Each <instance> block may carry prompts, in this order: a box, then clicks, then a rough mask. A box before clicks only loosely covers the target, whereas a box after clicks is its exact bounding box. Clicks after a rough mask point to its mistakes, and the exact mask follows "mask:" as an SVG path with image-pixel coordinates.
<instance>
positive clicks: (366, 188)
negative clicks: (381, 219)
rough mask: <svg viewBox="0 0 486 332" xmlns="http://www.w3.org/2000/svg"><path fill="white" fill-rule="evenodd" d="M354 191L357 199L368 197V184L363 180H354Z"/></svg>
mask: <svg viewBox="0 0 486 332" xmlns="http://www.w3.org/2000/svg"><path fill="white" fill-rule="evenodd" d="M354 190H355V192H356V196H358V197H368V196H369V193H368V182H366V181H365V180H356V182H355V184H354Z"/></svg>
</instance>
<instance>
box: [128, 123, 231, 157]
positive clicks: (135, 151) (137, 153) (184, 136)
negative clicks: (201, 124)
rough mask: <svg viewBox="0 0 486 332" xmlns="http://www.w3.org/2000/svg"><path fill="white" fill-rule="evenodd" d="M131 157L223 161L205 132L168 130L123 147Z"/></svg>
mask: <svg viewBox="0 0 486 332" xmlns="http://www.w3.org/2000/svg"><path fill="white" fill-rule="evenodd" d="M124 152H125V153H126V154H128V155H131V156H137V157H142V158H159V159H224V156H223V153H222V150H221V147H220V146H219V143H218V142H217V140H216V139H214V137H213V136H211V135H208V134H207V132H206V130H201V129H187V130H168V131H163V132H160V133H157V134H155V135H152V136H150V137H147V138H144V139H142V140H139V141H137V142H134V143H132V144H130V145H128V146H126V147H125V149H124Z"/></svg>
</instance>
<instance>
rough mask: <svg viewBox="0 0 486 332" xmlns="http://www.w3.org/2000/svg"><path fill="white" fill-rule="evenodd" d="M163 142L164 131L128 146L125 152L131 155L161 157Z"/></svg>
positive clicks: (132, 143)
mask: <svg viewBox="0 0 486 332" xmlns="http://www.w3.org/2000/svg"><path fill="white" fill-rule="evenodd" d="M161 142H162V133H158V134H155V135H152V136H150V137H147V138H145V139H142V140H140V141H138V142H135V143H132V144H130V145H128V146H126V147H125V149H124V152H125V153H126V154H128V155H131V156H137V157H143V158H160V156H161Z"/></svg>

────────────────────

* _About this task_
How many of the lines above contain the string "positive"? Case counts. Reply with the number alone.

* _Answer to this exercise_
3